▸ **Instructions to follow**
Pick out each line in the records below that contains the word "background", and copy those lines.

begin Working data

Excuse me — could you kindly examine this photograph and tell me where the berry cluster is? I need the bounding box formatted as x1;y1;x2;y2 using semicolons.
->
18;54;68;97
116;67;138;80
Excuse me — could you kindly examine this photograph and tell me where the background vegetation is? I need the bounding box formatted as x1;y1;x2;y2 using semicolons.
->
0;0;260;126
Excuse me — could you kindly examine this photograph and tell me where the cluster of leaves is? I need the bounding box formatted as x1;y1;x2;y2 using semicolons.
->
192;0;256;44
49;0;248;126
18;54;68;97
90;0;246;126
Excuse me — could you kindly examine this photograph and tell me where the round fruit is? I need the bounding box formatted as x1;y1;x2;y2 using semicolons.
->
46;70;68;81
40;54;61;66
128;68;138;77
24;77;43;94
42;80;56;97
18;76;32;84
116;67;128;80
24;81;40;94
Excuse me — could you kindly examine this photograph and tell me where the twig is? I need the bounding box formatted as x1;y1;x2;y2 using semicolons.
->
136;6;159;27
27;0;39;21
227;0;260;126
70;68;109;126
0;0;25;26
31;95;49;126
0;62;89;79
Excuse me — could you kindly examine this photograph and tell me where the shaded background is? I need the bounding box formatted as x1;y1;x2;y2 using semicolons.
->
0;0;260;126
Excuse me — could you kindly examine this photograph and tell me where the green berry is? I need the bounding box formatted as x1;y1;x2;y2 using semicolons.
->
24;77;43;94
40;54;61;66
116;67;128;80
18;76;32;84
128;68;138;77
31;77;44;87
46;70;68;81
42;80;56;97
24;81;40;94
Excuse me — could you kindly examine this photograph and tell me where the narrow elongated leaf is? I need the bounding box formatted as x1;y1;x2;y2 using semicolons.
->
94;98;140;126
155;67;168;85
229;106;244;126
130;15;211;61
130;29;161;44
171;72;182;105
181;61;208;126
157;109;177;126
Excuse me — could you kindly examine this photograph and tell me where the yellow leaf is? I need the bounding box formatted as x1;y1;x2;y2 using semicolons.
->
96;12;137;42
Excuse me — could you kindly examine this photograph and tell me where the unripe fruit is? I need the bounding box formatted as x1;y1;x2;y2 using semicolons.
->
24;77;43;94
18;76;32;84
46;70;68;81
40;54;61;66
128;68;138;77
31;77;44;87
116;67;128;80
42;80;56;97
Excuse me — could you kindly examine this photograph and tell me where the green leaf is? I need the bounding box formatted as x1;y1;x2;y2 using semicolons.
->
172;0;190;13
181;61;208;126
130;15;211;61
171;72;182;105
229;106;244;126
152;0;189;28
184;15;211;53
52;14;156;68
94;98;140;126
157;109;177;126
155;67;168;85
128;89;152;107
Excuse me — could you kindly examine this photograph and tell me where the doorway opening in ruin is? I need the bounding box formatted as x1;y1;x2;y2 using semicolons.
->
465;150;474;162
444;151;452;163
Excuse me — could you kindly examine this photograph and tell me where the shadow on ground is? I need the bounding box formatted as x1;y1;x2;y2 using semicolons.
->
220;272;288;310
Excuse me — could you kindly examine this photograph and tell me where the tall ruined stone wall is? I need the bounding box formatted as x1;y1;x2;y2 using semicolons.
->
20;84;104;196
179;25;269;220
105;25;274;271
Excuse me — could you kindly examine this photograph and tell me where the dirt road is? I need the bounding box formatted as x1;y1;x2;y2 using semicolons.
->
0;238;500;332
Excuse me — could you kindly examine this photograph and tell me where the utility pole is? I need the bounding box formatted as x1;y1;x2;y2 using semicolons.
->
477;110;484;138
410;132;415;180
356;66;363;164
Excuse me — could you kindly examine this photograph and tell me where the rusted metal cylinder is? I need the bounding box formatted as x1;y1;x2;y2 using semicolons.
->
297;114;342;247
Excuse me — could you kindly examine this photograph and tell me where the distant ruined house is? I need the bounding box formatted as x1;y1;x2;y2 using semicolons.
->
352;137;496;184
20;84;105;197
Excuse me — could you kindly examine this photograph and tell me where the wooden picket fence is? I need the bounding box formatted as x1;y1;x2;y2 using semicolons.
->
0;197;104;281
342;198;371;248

end Working data

▸ **Output for this task**
Excuse me — could you kindly examine this photograph and tell me where the background vegetation is? I need the bounding box formatted as x1;y1;x2;y2 using semicolons.
Excuse me — could you kindly examine this photograph and tell me where the shaded background is? I need the bounding box formatted as x1;y1;x2;y2 using semicolons.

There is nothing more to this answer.